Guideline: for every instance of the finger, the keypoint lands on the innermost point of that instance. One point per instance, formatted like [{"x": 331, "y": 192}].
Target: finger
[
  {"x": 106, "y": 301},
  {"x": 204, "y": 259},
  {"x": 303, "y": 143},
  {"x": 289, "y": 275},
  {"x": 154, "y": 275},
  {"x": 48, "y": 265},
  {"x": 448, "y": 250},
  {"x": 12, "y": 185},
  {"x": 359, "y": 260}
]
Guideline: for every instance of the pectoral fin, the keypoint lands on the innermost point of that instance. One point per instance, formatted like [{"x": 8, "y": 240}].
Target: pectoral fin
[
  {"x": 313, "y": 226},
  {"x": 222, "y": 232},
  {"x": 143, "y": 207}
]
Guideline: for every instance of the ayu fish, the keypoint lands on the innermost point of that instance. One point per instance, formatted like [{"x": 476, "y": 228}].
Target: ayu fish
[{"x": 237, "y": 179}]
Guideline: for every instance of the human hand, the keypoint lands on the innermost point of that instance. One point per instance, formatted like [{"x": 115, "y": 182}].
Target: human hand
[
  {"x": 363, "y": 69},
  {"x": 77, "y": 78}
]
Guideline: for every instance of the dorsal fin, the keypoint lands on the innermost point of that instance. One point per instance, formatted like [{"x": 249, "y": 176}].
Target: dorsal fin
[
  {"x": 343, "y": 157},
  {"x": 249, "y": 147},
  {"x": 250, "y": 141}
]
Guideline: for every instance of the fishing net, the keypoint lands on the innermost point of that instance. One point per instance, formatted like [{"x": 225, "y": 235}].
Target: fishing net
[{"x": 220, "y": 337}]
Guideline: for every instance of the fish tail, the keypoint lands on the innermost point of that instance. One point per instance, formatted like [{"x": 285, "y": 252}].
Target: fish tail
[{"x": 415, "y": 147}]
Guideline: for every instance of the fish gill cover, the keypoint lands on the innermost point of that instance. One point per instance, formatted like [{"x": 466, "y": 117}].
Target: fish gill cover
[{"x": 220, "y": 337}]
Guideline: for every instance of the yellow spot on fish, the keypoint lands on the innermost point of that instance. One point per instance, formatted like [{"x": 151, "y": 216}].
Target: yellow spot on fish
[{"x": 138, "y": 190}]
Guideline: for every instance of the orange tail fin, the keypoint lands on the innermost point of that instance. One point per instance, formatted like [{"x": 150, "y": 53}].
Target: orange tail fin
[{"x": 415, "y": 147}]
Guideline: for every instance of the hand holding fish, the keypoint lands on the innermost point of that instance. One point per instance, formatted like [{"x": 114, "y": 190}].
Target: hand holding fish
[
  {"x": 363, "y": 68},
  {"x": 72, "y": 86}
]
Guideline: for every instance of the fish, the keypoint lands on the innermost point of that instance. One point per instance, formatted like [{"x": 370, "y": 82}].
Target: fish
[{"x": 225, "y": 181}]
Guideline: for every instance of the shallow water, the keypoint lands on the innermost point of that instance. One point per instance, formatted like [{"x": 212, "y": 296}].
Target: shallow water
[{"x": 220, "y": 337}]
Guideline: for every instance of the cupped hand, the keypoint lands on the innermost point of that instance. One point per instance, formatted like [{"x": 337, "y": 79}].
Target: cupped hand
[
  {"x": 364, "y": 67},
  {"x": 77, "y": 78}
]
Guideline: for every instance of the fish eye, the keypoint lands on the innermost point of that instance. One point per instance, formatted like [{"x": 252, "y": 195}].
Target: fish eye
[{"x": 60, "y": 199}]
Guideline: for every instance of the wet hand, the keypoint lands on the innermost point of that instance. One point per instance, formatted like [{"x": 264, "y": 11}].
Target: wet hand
══════
• TASK REQUIREMENTS
Reproduce every line of the data above, word for word and in the same order.

• EXERCISE RESPONSE
Guideline: for every instance of the finger, the keypoint lands on the innermost point of that instance. One point per instance, formatted like [{"x": 331, "y": 192}].
Target: finger
[
  {"x": 106, "y": 301},
  {"x": 204, "y": 259},
  {"x": 303, "y": 143},
  {"x": 289, "y": 275},
  {"x": 154, "y": 275},
  {"x": 48, "y": 265},
  {"x": 448, "y": 250},
  {"x": 12, "y": 185},
  {"x": 359, "y": 260}
]
Guideline: for every instance of the pectoral fin, the keypoint lands on the innermost point of that instance. One point per instance, formatted like [{"x": 8, "y": 240}].
Target: pectoral fin
[
  {"x": 313, "y": 226},
  {"x": 222, "y": 232},
  {"x": 143, "y": 207}
]
Guideline: for every instance of the ayu fish, the keypoint lands on the innermost point of that instance. One point per instance, formatted like [{"x": 476, "y": 228}].
Target: ayu fish
[{"x": 237, "y": 179}]
Guideline: for every instance of the human hand, the keypoint lands on the innermost point of that instance. One point per instance, formatted like [{"x": 115, "y": 182}].
Target: human hand
[
  {"x": 363, "y": 69},
  {"x": 77, "y": 78}
]
Guideline: for every instance of the dorsal fin, the keypoint lands on the innermost point of that instance. One point per instance, formatted like [{"x": 249, "y": 176}].
Target: dorsal fin
[
  {"x": 343, "y": 157},
  {"x": 249, "y": 147},
  {"x": 250, "y": 141}
]
Guideline: for every instance of the fishing net, the keypoint lands on the innermost point of that instance. One point per instance, formatted like [{"x": 225, "y": 235}].
Target: fishing net
[{"x": 220, "y": 337}]
Guideline: for every instance of the fish tail, the keypoint lands on the innermost point of that instance. One point per instance, formatted like [{"x": 285, "y": 252}].
Target: fish tail
[{"x": 415, "y": 147}]
Guideline: for every instance of the fish gill cover, the keypoint lands on the innermost point of that instance. One point per instance, formatted like [{"x": 466, "y": 117}].
Target: fish gill cover
[{"x": 220, "y": 337}]
Guideline: for every instance of the yellow spot on fish, the keypoint lands on the innermost point of that instance. One point per instance, formatted like [{"x": 151, "y": 216}].
Target: yellow spot on fish
[{"x": 138, "y": 190}]
Guideline: for every instance of the orange tail fin, the keypoint lands on the innermost point of that instance. One point per instance, formatted like [{"x": 150, "y": 53}].
Target: orange tail fin
[{"x": 415, "y": 147}]
Guideline: for every instance of the hand holding fish, the keypoint lands on the innermost point of that instance. One point per instance, formatted like [{"x": 114, "y": 190}].
Target: hand holding fish
[
  {"x": 363, "y": 68},
  {"x": 72, "y": 86}
]
Guideline: for every instance of the fish, the keypoint lands on the innermost point of that instance. One point per instance, formatted like [{"x": 370, "y": 82}].
Target: fish
[{"x": 225, "y": 181}]
Guideline: for every instance of the shallow water, the keypoint lands on the innermost point of that instance. One point per instance, formatted like [{"x": 212, "y": 296}].
Target: shallow water
[{"x": 220, "y": 337}]
Guideline: for every instance of the cupped hand, the keypoint lands on the innermost point of that instance. One point per instance, formatted like [{"x": 337, "y": 79}].
Target: cupped hand
[
  {"x": 364, "y": 67},
  {"x": 77, "y": 78}
]
Guideline: for every instance of the fish eye, the keypoint lands on the innermost point of that instance. One point per instance, formatted like [{"x": 252, "y": 195}].
Target: fish eye
[{"x": 60, "y": 199}]
Guideline: for every instance of the wet hand, the keypoint lands on the innermost point of that instance. One point per instance, formatted like [{"x": 264, "y": 11}].
Target: wet hand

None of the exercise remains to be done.